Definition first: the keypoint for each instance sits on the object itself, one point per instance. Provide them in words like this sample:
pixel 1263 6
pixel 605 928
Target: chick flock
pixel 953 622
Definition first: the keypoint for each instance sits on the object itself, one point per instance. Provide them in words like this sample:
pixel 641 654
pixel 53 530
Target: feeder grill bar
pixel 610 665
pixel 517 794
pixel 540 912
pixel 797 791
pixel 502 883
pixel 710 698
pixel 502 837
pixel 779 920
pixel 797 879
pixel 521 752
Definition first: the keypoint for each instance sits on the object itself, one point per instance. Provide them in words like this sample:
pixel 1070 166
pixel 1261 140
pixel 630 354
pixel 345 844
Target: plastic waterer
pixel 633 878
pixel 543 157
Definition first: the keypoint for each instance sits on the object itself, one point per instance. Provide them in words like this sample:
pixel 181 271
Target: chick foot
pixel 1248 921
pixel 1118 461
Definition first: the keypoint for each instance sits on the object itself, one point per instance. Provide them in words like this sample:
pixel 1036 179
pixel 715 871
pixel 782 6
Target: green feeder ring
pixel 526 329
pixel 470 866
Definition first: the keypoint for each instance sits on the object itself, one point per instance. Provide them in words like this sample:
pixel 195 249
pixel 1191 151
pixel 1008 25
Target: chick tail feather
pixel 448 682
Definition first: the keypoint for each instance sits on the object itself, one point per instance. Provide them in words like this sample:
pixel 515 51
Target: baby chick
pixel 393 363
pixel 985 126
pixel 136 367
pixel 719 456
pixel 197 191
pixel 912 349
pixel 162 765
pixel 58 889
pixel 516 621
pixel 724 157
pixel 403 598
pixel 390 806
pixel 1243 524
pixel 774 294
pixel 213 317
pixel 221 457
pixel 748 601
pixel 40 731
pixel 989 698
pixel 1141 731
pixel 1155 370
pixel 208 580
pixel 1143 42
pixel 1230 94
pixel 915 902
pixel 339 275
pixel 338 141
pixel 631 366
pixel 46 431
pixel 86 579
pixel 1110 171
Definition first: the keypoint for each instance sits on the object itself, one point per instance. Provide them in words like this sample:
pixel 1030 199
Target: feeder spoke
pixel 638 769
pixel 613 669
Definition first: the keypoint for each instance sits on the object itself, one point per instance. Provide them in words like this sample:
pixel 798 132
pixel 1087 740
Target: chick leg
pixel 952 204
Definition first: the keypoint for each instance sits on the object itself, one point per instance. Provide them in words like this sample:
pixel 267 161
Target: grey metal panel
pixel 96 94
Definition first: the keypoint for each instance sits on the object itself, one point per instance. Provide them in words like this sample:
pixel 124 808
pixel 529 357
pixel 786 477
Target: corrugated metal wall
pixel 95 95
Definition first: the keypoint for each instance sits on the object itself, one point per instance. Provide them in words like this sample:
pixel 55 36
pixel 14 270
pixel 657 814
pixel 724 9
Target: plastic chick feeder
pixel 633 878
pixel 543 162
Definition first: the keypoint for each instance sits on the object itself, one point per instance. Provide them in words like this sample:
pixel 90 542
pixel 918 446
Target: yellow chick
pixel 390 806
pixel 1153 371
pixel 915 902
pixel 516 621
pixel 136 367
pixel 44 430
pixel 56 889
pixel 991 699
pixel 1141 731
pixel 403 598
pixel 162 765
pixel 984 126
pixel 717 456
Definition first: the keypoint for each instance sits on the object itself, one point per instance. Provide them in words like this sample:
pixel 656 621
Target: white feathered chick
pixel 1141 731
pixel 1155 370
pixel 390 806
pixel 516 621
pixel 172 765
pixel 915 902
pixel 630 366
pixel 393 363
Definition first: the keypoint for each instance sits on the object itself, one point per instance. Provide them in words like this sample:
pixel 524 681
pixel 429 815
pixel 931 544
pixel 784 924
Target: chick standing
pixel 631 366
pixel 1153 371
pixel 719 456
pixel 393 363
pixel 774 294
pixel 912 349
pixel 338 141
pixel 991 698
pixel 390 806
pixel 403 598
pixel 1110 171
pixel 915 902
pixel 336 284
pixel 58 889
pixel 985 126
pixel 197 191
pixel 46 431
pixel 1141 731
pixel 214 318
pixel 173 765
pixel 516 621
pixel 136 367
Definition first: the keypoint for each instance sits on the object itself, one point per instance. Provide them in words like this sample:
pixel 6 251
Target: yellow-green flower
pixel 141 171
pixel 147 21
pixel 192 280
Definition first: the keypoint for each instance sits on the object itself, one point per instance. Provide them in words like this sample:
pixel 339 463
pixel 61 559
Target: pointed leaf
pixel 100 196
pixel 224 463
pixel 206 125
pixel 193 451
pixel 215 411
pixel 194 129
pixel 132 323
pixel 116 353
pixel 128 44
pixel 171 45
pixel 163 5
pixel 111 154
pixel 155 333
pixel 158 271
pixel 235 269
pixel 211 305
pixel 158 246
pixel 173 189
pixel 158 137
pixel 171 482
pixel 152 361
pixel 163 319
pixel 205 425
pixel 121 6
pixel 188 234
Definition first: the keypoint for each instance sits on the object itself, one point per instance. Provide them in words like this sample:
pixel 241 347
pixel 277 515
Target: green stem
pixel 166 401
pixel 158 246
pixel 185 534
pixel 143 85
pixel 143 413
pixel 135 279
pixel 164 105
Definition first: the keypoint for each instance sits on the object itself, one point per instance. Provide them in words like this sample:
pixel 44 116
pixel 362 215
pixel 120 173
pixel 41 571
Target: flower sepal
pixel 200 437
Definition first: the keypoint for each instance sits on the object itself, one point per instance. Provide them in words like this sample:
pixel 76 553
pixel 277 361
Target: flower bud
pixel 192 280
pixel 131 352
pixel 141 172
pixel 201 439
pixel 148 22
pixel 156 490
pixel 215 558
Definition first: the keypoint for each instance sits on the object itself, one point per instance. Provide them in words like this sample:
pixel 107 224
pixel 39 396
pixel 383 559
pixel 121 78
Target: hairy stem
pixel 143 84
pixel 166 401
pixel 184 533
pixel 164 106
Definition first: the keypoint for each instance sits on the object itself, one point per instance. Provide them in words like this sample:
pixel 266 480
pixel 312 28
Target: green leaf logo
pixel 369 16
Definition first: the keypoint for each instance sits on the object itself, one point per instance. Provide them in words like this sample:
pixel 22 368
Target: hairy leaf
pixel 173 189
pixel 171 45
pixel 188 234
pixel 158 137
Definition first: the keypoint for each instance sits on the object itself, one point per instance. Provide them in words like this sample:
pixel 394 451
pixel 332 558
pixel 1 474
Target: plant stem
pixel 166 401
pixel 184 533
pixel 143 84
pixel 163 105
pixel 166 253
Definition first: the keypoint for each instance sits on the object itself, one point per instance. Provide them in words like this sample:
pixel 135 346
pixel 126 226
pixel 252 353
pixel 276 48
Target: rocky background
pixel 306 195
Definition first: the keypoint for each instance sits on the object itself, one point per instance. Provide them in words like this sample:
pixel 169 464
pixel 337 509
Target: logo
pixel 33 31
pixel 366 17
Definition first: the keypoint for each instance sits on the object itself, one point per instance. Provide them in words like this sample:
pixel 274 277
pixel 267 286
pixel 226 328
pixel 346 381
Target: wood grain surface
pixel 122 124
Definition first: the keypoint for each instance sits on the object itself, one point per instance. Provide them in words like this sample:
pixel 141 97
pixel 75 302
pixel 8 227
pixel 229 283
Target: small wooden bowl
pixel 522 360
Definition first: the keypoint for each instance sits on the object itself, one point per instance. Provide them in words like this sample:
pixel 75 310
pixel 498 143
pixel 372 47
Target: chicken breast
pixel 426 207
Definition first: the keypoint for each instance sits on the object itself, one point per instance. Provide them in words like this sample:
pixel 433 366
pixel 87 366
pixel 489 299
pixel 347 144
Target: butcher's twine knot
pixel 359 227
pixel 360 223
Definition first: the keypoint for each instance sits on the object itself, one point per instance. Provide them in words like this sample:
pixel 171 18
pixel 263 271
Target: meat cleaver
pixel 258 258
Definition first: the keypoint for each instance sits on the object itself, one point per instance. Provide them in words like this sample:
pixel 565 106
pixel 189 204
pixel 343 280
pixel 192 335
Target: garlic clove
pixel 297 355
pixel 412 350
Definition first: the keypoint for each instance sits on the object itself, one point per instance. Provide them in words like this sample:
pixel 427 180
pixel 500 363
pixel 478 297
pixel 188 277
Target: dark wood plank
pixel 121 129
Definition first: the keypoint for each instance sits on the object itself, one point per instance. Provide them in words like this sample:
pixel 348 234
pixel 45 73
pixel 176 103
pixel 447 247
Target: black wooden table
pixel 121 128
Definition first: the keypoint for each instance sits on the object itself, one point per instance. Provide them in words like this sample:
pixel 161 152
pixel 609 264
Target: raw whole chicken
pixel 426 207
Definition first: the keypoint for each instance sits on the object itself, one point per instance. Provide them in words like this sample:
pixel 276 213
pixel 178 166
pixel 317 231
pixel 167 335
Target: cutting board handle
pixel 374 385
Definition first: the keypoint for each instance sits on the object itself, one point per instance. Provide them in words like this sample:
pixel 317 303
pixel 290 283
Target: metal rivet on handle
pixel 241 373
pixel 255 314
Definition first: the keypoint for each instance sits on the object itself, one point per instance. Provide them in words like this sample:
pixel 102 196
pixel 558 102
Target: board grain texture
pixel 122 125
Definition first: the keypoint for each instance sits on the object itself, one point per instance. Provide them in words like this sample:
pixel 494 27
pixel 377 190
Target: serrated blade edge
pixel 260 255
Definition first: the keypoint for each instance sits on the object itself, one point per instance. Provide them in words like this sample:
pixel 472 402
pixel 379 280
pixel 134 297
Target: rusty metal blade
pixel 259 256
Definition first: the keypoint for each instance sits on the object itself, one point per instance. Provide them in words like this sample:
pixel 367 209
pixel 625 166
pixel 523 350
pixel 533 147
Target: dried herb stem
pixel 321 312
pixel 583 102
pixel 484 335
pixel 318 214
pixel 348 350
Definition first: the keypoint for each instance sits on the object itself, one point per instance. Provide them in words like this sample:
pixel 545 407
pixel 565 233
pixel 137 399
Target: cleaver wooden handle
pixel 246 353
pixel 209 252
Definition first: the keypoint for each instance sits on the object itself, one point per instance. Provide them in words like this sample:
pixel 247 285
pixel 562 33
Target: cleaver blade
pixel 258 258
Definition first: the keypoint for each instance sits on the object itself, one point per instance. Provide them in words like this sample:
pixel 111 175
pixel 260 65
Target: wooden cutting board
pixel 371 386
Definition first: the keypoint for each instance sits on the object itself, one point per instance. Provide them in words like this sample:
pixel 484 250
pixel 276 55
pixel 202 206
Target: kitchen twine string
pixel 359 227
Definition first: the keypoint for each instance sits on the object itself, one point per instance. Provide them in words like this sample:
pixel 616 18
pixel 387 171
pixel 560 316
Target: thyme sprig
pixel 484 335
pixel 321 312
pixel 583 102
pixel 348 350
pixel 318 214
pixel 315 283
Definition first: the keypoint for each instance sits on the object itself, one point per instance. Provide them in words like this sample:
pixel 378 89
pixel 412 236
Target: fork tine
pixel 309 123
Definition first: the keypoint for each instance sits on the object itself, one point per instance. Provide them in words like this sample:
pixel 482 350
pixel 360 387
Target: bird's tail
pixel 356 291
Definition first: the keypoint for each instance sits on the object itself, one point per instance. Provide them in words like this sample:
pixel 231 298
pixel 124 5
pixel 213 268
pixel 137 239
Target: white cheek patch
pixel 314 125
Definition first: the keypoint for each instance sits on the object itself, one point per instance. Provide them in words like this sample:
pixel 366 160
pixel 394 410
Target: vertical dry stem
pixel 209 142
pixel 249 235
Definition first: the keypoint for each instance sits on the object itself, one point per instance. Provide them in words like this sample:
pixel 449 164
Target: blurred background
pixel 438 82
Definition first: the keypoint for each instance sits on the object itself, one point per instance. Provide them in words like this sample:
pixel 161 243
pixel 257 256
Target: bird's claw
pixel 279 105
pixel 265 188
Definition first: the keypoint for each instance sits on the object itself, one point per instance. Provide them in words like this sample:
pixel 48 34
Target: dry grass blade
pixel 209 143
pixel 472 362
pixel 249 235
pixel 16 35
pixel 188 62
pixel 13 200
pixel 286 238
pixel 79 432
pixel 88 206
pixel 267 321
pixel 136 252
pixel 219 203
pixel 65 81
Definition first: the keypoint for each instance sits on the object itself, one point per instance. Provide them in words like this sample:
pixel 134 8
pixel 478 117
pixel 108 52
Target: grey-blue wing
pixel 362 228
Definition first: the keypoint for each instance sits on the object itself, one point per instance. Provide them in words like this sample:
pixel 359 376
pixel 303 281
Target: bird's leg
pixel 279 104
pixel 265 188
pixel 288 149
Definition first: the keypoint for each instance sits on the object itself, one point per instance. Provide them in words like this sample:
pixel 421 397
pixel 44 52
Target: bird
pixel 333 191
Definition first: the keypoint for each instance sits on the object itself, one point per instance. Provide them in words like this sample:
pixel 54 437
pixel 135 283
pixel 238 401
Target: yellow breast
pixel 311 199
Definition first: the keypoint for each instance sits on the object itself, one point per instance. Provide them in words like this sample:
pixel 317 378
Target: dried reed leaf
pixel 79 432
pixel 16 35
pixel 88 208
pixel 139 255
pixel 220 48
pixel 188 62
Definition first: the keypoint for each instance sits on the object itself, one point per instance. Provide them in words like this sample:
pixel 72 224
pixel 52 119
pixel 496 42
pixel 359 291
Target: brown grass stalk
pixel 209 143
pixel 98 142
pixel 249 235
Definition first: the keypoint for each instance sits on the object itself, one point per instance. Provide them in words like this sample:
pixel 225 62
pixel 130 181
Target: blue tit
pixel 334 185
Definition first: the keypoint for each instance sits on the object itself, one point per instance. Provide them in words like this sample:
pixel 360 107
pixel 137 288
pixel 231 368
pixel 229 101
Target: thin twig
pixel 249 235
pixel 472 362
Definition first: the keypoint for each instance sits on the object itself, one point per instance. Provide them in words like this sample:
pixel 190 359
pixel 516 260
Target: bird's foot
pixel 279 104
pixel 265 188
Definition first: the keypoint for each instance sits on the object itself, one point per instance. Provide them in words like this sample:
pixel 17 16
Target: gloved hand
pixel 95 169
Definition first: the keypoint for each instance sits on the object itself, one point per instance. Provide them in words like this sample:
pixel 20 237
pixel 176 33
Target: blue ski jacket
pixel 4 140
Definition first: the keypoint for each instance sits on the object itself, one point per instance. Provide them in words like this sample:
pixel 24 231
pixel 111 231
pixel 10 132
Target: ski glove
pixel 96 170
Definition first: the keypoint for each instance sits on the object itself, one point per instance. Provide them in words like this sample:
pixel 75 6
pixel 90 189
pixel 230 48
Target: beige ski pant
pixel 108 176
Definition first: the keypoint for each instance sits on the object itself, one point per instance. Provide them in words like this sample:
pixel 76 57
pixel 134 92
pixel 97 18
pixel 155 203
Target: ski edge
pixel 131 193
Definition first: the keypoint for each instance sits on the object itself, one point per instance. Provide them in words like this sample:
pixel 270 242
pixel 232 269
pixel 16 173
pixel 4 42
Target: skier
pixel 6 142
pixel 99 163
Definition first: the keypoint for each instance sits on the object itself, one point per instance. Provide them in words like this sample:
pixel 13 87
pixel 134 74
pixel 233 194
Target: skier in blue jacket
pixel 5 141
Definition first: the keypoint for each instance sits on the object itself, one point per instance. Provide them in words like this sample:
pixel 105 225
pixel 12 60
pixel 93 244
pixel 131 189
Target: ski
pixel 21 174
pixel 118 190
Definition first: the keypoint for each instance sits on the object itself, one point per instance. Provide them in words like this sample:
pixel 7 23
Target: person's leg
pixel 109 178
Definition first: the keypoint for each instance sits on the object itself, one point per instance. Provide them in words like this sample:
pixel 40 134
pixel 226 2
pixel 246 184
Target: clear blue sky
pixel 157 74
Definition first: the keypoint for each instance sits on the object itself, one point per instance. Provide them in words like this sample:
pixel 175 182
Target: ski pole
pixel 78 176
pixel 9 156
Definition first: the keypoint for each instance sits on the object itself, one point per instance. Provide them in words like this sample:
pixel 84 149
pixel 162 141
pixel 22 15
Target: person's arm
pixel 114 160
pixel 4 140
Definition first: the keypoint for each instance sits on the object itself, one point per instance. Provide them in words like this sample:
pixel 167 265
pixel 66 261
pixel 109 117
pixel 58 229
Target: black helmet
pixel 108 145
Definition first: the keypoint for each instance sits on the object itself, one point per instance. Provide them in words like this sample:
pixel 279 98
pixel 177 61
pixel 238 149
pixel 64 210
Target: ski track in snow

• EXERCISE AIM
Please print verbatim each line from the first line of the entries above to the line that contains "pixel 515 51", inclusive, and nothing more.

• SOLUTION
Definition first: the keypoint for each instance sits on the object itself, one point per instance. Provide them in words like this sample:
pixel 1263 6
pixel 605 928
Target: chick flock
pixel 953 622
Definition first: the keypoint for each instance sits on the object itself, one point per instance. Provide them in words like this sample:
pixel 641 654
pixel 53 530
Target: feeder grill bar
pixel 610 665
pixel 517 794
pixel 540 912
pixel 797 791
pixel 502 883
pixel 710 698
pixel 502 837
pixel 779 920
pixel 797 879
pixel 521 752
Definition first: the keypoint for each instance sits on the object itself, one point per instance. Provide them in words like this sample:
pixel 1070 166
pixel 1261 140
pixel 630 354
pixel 345 844
Target: plastic waterer
pixel 633 878
pixel 543 157
Definition first: the keypoint for each instance sits on the object itself, one point per instance. Provide them in words like this sample:
pixel 181 271
Target: chick foot
pixel 1248 921
pixel 1118 461
Definition first: the keypoint for each instance sits on the object itself, one point per instance. Provide them in words like this sample:
pixel 1036 179
pixel 715 871
pixel 782 6
Target: green feeder ring
pixel 526 329
pixel 470 866
Definition first: the keypoint for each instance sits on the object itself, one point per instance. Provide them in words like this sample:
pixel 195 249
pixel 1191 151
pixel 1008 25
Target: chick tail feather
pixel 448 682
Definition first: the keypoint for each instance sits on the object itself, one point per instance. Provide them in words like this sample:
pixel 515 51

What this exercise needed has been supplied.